### DIRECTIONS FOR THIS TASK:
Please collect every line in the entries below that contains the word "pavement".

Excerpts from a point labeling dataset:

* begin *

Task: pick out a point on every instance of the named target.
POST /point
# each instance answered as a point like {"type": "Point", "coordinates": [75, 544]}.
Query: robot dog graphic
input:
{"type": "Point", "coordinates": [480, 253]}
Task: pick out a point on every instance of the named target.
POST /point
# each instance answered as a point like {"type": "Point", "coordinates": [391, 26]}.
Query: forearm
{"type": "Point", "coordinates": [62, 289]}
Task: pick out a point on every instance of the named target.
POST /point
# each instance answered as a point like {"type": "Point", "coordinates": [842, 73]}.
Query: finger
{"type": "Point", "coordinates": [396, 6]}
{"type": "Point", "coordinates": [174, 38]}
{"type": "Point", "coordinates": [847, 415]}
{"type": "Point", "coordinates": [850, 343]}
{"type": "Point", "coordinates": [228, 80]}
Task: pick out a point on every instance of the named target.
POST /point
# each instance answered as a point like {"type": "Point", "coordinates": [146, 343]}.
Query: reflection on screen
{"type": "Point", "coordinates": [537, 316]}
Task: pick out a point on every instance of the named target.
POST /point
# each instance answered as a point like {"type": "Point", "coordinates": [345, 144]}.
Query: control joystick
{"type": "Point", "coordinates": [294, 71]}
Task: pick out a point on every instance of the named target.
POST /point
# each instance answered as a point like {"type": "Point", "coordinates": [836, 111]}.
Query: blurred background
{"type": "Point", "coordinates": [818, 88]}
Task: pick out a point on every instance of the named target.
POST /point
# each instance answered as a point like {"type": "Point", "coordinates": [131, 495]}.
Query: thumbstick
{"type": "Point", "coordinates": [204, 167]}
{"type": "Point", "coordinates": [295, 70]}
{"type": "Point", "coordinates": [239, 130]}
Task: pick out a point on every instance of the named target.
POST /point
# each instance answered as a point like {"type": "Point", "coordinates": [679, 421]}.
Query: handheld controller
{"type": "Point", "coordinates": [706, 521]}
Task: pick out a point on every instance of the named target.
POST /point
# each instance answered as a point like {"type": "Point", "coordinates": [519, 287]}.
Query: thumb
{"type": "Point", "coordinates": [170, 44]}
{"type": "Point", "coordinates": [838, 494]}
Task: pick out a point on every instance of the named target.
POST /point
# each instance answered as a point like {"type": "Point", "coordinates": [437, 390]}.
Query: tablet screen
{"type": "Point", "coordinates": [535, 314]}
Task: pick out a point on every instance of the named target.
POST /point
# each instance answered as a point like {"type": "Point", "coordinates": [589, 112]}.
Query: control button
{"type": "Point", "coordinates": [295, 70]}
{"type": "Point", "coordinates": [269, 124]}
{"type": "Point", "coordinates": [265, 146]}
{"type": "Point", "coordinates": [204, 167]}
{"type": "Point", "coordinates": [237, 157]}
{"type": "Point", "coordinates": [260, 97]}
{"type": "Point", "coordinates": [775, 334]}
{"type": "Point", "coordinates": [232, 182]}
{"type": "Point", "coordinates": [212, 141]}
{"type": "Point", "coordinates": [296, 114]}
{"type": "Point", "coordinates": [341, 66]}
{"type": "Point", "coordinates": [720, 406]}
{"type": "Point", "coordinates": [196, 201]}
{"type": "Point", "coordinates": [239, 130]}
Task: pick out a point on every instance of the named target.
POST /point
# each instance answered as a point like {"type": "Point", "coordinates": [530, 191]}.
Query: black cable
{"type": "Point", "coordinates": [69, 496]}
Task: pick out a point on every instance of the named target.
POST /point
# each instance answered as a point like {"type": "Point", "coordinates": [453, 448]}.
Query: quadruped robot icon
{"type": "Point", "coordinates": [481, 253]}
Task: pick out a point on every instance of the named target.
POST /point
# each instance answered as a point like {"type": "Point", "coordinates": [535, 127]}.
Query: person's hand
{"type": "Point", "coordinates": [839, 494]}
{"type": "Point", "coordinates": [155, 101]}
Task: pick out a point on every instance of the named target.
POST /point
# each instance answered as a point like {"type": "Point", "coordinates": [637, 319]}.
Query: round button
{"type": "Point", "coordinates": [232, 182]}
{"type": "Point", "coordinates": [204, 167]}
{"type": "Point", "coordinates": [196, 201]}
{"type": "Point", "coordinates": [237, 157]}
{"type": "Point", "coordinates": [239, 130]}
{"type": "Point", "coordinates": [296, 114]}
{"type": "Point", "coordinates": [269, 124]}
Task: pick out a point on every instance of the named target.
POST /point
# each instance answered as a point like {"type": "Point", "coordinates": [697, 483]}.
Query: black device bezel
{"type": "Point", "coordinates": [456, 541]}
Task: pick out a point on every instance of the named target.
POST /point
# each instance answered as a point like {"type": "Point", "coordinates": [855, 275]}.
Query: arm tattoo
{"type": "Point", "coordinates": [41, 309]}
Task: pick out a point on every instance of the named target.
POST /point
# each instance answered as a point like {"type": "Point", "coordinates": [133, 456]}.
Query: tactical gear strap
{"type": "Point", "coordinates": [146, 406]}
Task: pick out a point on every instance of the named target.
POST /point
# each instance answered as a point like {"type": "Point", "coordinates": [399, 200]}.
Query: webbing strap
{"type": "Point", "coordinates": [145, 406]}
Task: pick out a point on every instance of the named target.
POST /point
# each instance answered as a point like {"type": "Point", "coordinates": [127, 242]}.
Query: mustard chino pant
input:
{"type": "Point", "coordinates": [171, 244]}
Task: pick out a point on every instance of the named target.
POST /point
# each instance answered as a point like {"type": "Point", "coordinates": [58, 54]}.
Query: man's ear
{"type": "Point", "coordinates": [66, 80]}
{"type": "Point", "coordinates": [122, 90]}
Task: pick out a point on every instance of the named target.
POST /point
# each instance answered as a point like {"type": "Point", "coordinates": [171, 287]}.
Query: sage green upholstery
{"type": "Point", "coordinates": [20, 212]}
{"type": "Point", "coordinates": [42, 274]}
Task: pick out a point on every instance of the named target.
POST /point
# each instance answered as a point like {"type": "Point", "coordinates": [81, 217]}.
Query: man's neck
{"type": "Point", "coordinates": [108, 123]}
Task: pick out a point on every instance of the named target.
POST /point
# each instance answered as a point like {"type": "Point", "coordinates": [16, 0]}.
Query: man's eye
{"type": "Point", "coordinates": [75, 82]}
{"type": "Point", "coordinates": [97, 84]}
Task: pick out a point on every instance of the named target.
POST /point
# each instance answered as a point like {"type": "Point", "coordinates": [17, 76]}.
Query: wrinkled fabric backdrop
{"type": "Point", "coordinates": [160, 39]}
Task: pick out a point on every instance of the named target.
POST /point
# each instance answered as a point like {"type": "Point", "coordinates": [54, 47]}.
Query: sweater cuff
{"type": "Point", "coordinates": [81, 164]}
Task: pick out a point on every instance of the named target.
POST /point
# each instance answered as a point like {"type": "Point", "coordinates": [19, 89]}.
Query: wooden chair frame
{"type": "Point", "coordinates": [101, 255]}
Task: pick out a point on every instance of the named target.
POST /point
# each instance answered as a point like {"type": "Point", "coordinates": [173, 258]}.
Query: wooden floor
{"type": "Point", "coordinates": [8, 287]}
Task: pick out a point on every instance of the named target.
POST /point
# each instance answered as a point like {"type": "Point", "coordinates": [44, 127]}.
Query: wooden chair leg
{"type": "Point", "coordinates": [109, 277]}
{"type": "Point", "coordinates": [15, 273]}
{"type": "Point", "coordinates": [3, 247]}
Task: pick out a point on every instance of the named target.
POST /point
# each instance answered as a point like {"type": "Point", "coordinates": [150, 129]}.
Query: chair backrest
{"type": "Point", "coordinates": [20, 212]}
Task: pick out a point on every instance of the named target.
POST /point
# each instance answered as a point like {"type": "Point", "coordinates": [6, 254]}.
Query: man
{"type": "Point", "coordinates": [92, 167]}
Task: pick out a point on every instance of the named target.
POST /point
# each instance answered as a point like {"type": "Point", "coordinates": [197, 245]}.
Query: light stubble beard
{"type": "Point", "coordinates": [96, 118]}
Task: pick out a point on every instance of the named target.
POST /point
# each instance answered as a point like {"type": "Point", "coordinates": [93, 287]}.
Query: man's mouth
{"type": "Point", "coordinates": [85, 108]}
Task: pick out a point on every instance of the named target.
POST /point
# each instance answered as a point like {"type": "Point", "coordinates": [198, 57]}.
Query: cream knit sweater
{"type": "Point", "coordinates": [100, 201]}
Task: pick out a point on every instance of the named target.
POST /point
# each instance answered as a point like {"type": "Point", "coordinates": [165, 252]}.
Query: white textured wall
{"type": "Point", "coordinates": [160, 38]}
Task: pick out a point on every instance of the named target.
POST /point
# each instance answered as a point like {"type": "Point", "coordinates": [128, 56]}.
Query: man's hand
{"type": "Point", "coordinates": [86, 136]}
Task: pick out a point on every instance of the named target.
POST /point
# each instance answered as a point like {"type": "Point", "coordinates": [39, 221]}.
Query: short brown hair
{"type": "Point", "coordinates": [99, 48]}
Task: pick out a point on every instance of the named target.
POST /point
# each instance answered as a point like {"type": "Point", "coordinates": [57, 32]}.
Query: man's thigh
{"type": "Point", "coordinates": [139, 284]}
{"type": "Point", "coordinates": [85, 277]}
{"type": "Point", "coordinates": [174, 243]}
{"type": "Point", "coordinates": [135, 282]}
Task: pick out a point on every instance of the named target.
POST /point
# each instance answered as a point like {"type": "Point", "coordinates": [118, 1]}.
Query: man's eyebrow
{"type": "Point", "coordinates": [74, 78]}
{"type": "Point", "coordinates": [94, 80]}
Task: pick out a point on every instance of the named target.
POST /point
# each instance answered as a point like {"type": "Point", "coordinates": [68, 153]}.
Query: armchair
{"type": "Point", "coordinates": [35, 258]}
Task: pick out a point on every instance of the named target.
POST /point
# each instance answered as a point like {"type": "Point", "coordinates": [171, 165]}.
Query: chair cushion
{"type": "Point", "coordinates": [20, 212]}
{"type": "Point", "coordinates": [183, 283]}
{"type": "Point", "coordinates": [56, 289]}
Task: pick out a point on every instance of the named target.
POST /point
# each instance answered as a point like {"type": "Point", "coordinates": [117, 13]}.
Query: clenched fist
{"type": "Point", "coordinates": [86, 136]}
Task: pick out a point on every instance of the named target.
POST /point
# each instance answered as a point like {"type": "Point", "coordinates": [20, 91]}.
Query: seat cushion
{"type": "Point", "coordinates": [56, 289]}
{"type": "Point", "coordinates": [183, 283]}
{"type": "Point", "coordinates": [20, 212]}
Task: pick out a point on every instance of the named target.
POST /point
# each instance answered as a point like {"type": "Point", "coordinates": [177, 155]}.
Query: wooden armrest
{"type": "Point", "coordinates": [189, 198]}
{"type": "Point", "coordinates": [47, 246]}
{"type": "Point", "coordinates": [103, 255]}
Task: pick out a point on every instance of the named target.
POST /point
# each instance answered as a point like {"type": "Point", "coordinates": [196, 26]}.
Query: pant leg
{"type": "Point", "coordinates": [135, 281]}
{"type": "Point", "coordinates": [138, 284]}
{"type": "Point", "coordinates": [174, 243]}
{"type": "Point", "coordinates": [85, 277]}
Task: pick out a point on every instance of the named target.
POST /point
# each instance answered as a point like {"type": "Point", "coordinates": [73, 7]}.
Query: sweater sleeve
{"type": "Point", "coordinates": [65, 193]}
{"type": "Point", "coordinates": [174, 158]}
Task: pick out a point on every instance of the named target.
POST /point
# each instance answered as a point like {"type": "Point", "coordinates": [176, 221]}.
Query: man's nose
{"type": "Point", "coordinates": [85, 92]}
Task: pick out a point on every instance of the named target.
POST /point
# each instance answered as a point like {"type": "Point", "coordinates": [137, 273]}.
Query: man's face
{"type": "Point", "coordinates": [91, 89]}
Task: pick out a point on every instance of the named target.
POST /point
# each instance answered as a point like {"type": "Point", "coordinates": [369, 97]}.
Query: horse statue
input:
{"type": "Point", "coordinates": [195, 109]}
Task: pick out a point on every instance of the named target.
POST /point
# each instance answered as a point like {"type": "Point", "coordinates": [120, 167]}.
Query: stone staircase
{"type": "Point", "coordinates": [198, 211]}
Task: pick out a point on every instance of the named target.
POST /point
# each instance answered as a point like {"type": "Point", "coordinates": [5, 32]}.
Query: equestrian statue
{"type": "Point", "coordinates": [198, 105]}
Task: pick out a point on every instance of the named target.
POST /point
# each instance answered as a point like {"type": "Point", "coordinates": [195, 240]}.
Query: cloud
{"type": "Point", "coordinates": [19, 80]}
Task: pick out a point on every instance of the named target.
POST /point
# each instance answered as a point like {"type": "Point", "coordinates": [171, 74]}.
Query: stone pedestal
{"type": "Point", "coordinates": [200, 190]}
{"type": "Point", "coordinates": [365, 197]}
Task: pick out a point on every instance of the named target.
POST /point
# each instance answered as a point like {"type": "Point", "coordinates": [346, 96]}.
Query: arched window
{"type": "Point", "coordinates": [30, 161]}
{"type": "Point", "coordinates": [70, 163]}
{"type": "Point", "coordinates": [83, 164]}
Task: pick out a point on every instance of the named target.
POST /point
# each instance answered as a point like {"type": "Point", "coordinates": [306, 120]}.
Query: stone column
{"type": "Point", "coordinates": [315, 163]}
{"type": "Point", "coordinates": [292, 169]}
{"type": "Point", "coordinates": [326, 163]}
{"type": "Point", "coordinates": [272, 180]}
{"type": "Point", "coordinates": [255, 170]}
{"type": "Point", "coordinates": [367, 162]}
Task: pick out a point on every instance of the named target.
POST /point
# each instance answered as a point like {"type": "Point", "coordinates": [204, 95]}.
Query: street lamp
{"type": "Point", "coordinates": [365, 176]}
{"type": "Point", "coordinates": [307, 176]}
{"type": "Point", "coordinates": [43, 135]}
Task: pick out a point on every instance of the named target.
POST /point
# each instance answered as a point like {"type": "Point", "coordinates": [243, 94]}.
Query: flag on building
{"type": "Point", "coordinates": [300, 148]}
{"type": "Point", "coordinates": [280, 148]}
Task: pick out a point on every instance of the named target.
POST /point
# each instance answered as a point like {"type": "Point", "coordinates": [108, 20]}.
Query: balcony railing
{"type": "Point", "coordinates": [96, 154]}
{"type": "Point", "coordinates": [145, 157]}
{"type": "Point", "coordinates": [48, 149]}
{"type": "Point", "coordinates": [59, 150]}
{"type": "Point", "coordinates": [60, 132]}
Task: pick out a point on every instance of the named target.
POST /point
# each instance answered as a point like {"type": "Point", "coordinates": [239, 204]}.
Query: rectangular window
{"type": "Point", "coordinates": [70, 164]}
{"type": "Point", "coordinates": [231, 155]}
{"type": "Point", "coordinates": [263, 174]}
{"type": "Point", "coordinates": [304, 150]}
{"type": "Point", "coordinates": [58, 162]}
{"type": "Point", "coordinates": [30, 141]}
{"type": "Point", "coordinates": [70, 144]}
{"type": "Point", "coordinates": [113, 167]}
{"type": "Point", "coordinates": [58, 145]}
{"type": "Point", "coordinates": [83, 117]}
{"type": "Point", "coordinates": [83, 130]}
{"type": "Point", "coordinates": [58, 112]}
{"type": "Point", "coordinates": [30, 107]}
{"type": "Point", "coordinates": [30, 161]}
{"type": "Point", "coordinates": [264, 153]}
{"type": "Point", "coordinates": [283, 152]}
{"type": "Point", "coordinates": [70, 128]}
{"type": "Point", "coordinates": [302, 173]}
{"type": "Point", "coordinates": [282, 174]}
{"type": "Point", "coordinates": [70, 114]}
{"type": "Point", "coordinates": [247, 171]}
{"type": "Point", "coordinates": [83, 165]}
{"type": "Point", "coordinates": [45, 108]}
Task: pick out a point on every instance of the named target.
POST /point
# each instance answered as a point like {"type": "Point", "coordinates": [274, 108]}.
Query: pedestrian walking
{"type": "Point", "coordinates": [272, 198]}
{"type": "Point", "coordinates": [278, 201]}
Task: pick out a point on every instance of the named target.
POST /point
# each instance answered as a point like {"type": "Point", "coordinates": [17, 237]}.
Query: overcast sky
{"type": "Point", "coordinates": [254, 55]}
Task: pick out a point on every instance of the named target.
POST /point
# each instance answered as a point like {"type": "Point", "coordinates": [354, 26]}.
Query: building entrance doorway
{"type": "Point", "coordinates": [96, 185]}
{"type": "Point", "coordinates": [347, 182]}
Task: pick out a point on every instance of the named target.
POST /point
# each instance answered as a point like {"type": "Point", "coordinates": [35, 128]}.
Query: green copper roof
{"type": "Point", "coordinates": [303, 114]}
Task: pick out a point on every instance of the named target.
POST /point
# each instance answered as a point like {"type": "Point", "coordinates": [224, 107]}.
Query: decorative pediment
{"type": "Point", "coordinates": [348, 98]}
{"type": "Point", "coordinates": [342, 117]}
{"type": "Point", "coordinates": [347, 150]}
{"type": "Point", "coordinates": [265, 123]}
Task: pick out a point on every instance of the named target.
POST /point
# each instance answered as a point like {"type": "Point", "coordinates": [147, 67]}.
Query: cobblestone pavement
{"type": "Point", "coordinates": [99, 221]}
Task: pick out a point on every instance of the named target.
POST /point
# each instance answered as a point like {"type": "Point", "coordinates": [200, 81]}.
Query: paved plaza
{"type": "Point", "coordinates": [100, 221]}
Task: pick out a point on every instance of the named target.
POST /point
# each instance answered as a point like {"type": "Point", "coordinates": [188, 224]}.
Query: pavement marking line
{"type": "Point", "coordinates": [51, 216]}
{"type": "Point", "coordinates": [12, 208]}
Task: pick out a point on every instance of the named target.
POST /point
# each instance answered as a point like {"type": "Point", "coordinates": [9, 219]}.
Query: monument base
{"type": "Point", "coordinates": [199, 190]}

* end *

### EXERCISE SOLUTION:
Query: cobblestone pavement
Query: pavement marking line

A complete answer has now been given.